[Required work]:
Please write out every record below exactly as it stands.

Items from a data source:
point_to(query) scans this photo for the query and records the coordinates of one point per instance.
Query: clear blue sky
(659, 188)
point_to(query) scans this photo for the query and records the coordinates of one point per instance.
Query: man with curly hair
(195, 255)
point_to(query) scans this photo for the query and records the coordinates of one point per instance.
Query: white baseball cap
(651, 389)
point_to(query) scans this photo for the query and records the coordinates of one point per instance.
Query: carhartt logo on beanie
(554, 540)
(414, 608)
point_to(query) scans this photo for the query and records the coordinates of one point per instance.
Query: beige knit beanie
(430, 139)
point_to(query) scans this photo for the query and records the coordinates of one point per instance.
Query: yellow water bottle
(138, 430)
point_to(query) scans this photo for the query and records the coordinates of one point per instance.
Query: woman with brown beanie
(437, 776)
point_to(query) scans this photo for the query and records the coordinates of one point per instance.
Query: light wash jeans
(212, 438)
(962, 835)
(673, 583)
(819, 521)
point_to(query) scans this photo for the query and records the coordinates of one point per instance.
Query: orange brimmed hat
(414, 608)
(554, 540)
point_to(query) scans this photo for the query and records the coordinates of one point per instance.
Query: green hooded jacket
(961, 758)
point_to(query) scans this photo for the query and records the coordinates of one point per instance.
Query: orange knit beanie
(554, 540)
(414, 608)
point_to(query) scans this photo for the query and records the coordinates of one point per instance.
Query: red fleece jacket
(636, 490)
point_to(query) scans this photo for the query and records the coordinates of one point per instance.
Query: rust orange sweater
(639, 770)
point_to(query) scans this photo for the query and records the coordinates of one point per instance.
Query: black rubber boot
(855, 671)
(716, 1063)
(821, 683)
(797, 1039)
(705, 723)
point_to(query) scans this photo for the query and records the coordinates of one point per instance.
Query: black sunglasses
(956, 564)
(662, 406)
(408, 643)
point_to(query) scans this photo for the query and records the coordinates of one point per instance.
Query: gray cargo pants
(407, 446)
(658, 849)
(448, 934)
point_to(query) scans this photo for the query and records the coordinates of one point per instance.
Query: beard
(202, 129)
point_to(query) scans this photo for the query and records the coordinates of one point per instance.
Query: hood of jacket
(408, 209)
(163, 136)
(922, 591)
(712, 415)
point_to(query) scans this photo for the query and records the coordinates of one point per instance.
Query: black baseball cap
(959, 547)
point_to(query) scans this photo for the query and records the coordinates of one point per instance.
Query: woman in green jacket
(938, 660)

[Expected answer]:
point_to(query) scans this photo for the query and records the coordinates of one point per instance.
Query: clear blue sky
(659, 188)
point_to(query) scans this photo for the query and records the coordinates of one point per instance.
Query: man with curly hair
(195, 255)
point_to(query) scans this photo for the query and records the coordinates of one point per instance.
Query: white baseball cap
(651, 389)
point_to(query) scans this photo for the query and records the coordinates of one point per instance.
Query: carhartt logo on beanie
(554, 540)
(414, 608)
point_to(query) scans this photo for the query and records the coordinates of one point per instance.
Query: beige knit beanie
(430, 139)
point_to(query) scans this photo for the query and records the coordinates of one point per instance.
Query: yellow water bottle
(138, 430)
point_to(query) scans this photo for the query and records the coordinates of one point per instance.
Query: woman with brown beanie
(437, 776)
point_to(query) scans this photo for the query and records the coordinates of one point per instance.
Query: light wash jeans
(212, 438)
(962, 835)
(673, 583)
(819, 521)
point_to(query) scans this photo for the query and records the coordinates of one point per instance.
Query: orange brimmed hat
(414, 608)
(554, 540)
point_to(query) scans this photo for the query and records the coordinates of one point per instance.
Query: green hooded jacket
(961, 758)
point_to(query) scans this photo for the query and records the coordinates of one point per instance.
Query: orange knit beanie
(554, 540)
(414, 608)
point_to(query) scans this photo for the query and records the coordinates of one point per instance.
Query: red fleece jacket
(636, 490)
point_to(query) scans this photo for the query and records the coordinates of one point per instance.
Query: rust orange sweater
(639, 770)
point_to(query) scans this photo for the query and records the coordinates of one point per instance.
Query: black rubber boot
(855, 671)
(716, 1063)
(821, 683)
(797, 1039)
(705, 723)
point_to(query) scans this photo for the query and records the coordinates of one point per instance.
Query: black sunglasses
(956, 564)
(662, 406)
(408, 643)
point_to(query) scans this photo for the query and records the coordinates of one point per instance.
Query: gray cargo pants
(407, 446)
(658, 849)
(448, 934)
point_to(query) scans this photo for the query and records the coordinates of one point per instance.
Query: beard
(202, 129)
point_to(query) scans this photo for the query and records the coordinates of one point per instance.
Query: hood of jacket
(408, 209)
(163, 136)
(922, 591)
(712, 415)
point_to(query) scans this photo for the query and records the coordinates of one point per instance.
Query: black baseball cap
(959, 547)
point_to(query) scans this photo for the query and records the coordinates of one point per instance.
Query: woman in green jacket
(938, 660)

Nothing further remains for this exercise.